▸ **TASK GOAL**: Could you return the exact wording from the piece on reading out loud, beginning at the words "This Friday, I" and stopping after "for stand-up comedy."?

▸ **PASSAGE PROVIDED**:

------------------------------------

Reading Out Loud

This Friday, I am performing my first open mic ... kind of.

Through the Charlotte Writers' Club, I am one of about a dozen people signed up to read 10 minutes of my own material Friday at Mugs Coffee. The directions specifically say this is not for stand-up comedy. 


That's what I know. In a way, stand-up's easier: The laughter lets you know immediately if you're work's good, if you're connecting with the audience, if you're really funny. The energy emanating from you and the audience feels like it could power a city. 

If you're wondering why I'm not doing stand-up, read Ward Anderson's excellent novel about a typical, "successful" stand-up comic, I'll Be Here All Week. The "parens" around "successful" look "obnoxious" because that's what they are, like a judgmental, smug set of jerks. Most people think of Robin Williams, Chris Rock, Steve Martin,  Jerry Seinfeld, and others when they think of successful stand-up comics. The thing is, they are the Michael Jordans of comics. Most successful comics--and there are thousands of them--make a living traveling to clubs 50 weeks a year, living out of their cars, living basically paycheck to paycheck, away from any family they are lucky enough to have.

------------------------------------

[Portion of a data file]

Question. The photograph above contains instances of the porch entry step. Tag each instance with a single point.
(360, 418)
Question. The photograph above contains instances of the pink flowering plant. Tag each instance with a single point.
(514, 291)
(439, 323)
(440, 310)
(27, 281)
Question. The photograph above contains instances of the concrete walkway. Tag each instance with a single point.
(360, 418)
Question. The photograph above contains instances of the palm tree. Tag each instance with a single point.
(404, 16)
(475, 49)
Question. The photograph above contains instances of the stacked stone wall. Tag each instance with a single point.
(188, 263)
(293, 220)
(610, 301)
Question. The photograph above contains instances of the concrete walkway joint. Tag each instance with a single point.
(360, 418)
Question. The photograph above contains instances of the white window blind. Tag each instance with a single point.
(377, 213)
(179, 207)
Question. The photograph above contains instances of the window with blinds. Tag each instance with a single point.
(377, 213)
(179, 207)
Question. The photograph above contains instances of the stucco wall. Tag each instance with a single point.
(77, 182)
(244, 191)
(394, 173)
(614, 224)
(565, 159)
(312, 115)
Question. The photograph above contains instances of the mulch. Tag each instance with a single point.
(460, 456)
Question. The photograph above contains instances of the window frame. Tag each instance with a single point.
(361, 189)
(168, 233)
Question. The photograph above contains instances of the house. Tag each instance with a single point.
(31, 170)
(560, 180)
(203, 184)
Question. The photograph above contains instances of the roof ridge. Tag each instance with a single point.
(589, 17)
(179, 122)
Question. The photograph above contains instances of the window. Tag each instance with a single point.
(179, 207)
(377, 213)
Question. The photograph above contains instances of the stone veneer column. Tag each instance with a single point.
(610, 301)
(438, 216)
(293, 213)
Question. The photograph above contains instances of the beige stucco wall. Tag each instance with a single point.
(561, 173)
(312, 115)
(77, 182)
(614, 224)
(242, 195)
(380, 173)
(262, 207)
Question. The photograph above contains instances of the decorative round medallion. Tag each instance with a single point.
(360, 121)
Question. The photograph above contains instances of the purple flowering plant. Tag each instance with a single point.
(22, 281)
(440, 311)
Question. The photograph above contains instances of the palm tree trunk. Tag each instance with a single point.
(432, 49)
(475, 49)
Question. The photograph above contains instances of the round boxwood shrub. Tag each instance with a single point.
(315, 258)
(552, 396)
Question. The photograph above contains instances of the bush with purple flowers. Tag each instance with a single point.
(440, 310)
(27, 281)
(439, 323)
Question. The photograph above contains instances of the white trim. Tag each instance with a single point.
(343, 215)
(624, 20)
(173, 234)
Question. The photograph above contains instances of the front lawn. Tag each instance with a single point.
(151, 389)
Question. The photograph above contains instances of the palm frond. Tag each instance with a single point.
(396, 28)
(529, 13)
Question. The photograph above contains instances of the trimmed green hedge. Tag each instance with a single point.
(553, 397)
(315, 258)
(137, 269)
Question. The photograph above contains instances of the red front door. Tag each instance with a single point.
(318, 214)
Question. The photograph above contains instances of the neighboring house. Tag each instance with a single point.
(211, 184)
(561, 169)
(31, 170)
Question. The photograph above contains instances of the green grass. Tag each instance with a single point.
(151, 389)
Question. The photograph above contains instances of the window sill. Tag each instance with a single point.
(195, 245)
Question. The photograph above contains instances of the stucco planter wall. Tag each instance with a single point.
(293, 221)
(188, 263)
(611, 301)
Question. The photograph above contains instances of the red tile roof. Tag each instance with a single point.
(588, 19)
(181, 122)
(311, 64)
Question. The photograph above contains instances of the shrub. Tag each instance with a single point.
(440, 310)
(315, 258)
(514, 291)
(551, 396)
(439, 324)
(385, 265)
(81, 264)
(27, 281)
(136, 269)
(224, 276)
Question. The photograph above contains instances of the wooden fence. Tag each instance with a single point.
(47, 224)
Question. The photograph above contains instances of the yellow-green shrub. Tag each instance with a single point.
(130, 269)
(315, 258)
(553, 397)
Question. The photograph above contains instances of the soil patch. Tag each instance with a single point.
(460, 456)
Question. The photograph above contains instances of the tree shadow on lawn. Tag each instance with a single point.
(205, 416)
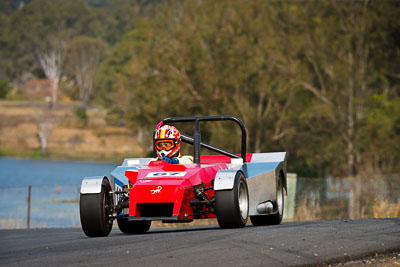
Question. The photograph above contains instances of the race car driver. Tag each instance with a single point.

------------------------------------

▸ **CORRECT RESPONSE**:
This Friday, I am performing my first open mic ... kind of.

Through the Charlotte Writers' Club, I am one of about a dozen people signed up to read 10 minutes of my own material Friday at Mugs Coffee. The directions specifically say this is not for stand-up comedy.